• **DO THIS**
From the listing below, extract each line that contains the string "wheel".

(Data records)
____

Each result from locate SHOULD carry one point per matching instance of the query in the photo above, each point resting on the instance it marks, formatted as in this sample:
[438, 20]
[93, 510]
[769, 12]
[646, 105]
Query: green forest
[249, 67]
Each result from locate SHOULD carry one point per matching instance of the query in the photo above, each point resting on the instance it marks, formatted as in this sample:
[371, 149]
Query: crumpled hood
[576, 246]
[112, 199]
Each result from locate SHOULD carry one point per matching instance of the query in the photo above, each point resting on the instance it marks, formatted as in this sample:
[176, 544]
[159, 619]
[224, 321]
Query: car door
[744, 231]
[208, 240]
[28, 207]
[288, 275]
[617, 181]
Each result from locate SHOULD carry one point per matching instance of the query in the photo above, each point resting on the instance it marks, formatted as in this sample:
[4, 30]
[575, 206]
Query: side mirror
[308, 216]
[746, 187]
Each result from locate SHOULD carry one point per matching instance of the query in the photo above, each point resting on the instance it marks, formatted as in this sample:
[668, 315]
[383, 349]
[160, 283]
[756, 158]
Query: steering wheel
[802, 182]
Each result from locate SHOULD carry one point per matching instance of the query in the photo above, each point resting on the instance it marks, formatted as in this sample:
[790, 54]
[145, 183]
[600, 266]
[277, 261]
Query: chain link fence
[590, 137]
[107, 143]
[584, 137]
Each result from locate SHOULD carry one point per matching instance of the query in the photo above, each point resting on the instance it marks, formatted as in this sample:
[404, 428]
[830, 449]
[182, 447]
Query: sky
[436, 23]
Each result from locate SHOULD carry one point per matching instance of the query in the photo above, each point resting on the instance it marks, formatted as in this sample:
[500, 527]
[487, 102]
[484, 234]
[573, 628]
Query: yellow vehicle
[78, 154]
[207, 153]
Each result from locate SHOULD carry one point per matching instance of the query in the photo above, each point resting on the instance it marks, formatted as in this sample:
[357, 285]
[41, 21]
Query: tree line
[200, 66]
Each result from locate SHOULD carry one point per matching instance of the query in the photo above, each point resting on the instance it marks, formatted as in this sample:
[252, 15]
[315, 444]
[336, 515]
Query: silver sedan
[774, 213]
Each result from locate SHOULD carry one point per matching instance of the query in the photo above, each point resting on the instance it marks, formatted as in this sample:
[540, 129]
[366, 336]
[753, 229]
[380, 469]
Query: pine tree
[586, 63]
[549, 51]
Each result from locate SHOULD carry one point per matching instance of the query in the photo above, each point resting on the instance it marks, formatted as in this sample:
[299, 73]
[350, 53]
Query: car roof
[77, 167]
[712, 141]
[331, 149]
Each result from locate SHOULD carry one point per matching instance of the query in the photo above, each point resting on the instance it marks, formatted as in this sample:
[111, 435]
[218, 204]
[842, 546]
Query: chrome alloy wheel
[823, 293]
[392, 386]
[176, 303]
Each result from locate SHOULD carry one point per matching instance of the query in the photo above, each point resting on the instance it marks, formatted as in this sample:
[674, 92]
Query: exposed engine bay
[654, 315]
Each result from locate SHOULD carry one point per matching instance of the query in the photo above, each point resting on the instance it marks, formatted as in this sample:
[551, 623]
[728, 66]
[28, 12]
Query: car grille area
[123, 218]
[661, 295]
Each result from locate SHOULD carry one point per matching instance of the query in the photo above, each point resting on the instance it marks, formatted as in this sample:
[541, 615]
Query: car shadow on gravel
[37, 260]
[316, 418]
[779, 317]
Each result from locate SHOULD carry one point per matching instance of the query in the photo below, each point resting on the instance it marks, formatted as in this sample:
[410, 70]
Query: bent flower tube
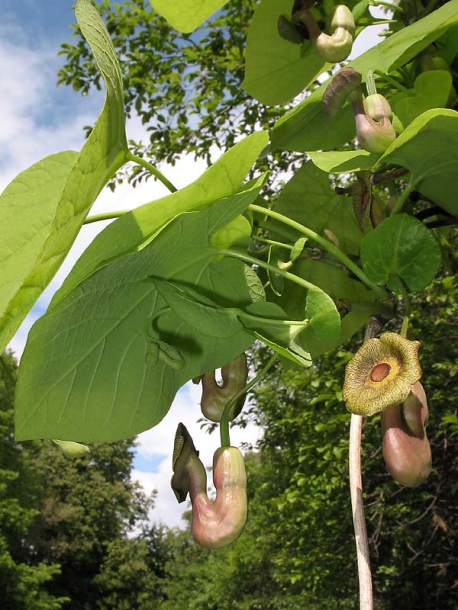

____

• **REPLY TO THE EXERCISE**
Query: steering wheel
Query: chrome alloy wheel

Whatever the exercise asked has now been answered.